### Given instruction:
The data must be returned in full and exactly as given.
======== Records to use ========
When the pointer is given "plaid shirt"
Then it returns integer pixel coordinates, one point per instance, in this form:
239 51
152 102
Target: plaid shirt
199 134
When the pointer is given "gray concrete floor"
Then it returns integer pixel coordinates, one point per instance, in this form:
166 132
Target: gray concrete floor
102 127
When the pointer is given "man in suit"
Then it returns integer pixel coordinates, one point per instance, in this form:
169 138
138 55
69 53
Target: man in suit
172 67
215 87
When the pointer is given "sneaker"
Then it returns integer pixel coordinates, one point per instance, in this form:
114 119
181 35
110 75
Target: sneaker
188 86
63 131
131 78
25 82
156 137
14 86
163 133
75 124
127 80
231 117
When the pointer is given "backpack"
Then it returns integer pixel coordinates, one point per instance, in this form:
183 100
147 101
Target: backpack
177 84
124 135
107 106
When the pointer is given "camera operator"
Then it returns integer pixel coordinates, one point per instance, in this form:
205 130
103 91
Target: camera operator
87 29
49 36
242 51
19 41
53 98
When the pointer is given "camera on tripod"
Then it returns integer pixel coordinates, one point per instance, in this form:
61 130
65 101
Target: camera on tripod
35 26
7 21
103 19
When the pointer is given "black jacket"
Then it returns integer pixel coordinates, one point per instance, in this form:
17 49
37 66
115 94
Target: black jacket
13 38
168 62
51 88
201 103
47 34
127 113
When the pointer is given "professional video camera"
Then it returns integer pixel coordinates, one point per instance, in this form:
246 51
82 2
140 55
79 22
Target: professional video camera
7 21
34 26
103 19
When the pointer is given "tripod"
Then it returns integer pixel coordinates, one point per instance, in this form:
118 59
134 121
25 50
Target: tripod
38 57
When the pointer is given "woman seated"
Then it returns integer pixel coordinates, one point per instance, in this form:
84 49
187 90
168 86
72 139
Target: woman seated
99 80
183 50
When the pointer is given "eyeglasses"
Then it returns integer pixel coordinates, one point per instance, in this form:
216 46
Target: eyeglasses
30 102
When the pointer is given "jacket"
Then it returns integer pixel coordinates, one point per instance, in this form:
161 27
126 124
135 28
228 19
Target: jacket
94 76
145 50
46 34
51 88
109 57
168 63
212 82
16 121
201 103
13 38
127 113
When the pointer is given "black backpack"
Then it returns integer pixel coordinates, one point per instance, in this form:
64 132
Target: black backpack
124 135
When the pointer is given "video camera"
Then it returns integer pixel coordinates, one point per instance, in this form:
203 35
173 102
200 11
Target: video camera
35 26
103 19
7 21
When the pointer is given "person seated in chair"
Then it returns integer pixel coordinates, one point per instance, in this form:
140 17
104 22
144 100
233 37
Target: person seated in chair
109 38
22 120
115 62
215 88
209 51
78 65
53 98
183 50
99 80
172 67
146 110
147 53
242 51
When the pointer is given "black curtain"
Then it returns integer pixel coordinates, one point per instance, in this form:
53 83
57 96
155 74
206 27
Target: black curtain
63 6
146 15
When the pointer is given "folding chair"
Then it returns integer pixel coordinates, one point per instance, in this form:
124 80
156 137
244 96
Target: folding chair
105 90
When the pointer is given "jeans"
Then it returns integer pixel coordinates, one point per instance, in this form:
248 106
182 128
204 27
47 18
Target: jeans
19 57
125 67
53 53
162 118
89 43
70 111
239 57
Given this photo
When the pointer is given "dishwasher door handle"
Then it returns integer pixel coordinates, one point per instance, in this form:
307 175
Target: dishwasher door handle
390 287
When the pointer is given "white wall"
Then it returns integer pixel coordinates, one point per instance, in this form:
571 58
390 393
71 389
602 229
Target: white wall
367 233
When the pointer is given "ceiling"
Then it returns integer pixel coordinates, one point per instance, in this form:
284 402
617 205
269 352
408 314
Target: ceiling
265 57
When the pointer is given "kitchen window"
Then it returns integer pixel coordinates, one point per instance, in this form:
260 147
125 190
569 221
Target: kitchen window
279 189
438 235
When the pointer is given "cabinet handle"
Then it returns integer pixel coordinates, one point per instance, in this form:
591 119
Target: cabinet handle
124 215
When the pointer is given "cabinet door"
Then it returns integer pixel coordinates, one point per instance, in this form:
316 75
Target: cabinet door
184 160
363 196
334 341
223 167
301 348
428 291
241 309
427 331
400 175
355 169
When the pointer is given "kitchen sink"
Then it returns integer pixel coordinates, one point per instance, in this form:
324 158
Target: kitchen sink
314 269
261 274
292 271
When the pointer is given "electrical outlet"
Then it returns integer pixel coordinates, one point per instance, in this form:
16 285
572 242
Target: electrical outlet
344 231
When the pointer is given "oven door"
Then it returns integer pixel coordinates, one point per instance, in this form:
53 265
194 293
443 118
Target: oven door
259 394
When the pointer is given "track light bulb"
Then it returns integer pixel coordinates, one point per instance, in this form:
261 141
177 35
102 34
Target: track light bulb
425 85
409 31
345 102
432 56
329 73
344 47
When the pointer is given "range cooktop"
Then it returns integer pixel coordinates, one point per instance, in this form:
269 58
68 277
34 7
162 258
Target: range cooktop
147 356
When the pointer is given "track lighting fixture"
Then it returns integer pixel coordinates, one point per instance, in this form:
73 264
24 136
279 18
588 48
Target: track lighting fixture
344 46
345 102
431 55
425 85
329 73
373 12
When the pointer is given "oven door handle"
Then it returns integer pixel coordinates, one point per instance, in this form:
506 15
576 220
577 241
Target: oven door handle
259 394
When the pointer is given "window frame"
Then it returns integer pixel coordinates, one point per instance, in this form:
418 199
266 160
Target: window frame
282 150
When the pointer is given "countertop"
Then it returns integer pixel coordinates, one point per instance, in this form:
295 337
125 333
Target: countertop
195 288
========
### Final result:
When the pointer is given "plaid shirt"
Then it returns integer pixel coordinates, one point per instance, in this form:
239 51
152 102
Target: plaid shirt
199 134
When the pointer is given "gray concrete floor"
Then it returns integer pixel coordinates, one point per instance, in this form:
166 132
Target: gray concrete floor
102 127
When the pointer is given "man in suit"
Then it returns integer pixel coordinates, one point per instance, in this form:
169 138
138 55
69 53
Target: man in suit
172 67
215 87
When the pointer is given "sneaker"
Then it returns integer pixel coordinates, one point per instance, in this form:
114 119
181 35
110 75
Target: sneaker
188 86
63 131
131 78
25 82
156 137
14 86
163 133
75 124
127 80
231 117
When the pointer is given "backpack"
Then it returns integer pixel coordinates, one point per instance, in this form:
183 100
147 101
Target: backpack
177 84
124 135
107 106
When the pointer is given "camera operator"
Then it returns integer pixel coordinates, one point per instance, in this form:
205 130
103 91
Target: camera operator
87 29
49 36
242 51
19 41
53 98
When the pointer is given "camera on tripod"
Then it returns integer pixel coordinates, one point per instance, in this form:
61 130
65 101
Target: camera on tripod
35 26
7 21
103 19
When the pointer is given "black jacket"
Then it returns integer pixel coordinates, one point per instance, in this form:
17 49
37 66
115 94
Target: black jacket
13 38
168 62
51 88
201 103
47 34
127 113
When the pointer is given "professional video camera"
Then it returns integer pixel coordinates, one point per instance, in this form:
246 51
82 2
140 55
79 22
Target: professional video camera
7 21
34 26
103 19
When the pointer is given "tripod"
Then it returns integer pixel coordinates, one point per instance, in this form:
118 59
134 121
25 50
Target: tripod
38 57
When the pointer is given "woman seated"
Then it returns integer pixel coordinates, one point per instance, in this form:
84 49
187 90
168 86
72 139
Target: woman seated
99 80
183 50
When the pointer is given "eyeglasses"
Then it returns integer pixel coordinates, one point per instance, in this form:
216 46
Target: eyeglasses
30 102
When the pointer is given "jacket"
Then it returns integer pixel coordinates, one point per instance, in this form:
161 27
126 124
135 28
228 19
Target: jacket
94 76
145 50
46 34
51 88
109 57
168 63
212 82
16 121
201 103
13 38
127 113
When the pointer is given "black backpack"
Then it returns integer pixel coordinates, one point per instance, in this form:
64 132
Target: black backpack
124 135
When the pointer is given "video camera"
Then it returns integer pixel coordinates, one point per instance, in this form:
203 35
173 102
200 11
Target: video camera
35 26
103 19
7 21
When the pointer is given "person seated in chair"
Then it returns integer pixel coordinates, one point per instance, in this form:
140 17
104 22
144 100
233 37
Target: person seated in chair
109 38
22 120
115 62
215 88
209 51
78 65
53 98
183 50
99 80
172 67
146 110
147 53
242 51
When the pointer is given "black curtain"
Then it returns integer pixel coordinates, one point per instance, in this form:
53 83
57 96
155 74
206 27
Target: black curtain
63 6
146 15
When the pointer is given "folding chair"
Then it returns integer pixel coordinates, one point per instance, in this form:
124 80
156 137
244 96
Target: folding chair
105 90
When the pointer is given "jeans"
Then it returns integer pixel coordinates, one point per instance, in this form:
248 106
182 128
204 27
47 18
Target: jeans
19 57
125 67
53 53
162 118
89 43
70 111
239 57
Given this photo
When the pointer is given "dishwasher door handle"
Then it returns integer pixel coordinates, one point per instance, in this form:
307 175
Target: dishwasher door handle
390 287
When the pointer is given "white wall"
Then it returns integer pixel coordinates, one point per instance, in this form:
571 58
390 393
71 389
602 229
Target: white wall
367 233
When the pointer is given "ceiling"
Then it returns integer pixel coordinates, one point per instance, in this form:
284 402
617 205
269 352
408 314
Target: ceiling
265 57
When the pointer is given "kitchen window"
Then it returns integer pixel coordinates, one point per instance, in this form:
260 147
125 190
569 221
Target: kitchen window
279 189
438 235
When the pointer is given "cabinet handle"
Then it returns integer pixel coordinates, one point per instance, in this form:
591 119
Target: cabinet handle
124 215
When the pointer is given "cabinet door"
Then it returns integer pixel coordinates, one point per instance, in this form:
316 75
Target: cabinet door
184 160
363 196
334 341
223 167
301 348
428 291
241 309
427 331
400 175
355 169
When the pointer is given "kitchen sink"
Then it returns integer pixel coordinates, one point per instance, in this form:
324 158
Target: kitchen sink
314 269
261 274
292 271
When the pointer is given "electrical outlet"
Then it returns integer pixel coordinates, one point per instance, in this form:
16 285
572 242
Target: electrical outlet
344 231
When the pointer is given "oven door"
Then it returns integer pixel coordinates, one point per instance, in this form:
53 265
194 293
443 118
Target: oven door
259 394
When the pointer is given "track light bulb"
Then it returns integer pixel coordinates, one point per instance, in this form:
261 141
177 35
102 34
Target: track light bulb
425 85
409 31
345 102
432 56
329 73
344 47
When the pointer is given "range cooktop"
Then it returns integer pixel coordinates, one point per instance, in this form:
269 58
68 277
34 7
162 258
Target: range cooktop
147 356
When the pointer is given "track lighting fixture"
Then it returns integer pixel coordinates, one point per instance, in this form:
73 264
24 136
279 18
588 48
Target: track lighting fixture
344 46
345 102
431 55
425 85
329 73
373 12
When the pointer is given "oven door handle"
Then it returns integer pixel coordinates, one point per instance, in this form:
506 15
576 220
577 241
Target: oven door handle
259 394
When the pointer is given "window frame"
Then it returns integer pixel coordinates, one point per instance, in this form:
418 199
266 160
Target: window frame
282 150
When the pointer is given "countertop"
Then it returns integer pixel coordinates, one point per instance, in this form:
295 337
125 333
Target: countertop
195 288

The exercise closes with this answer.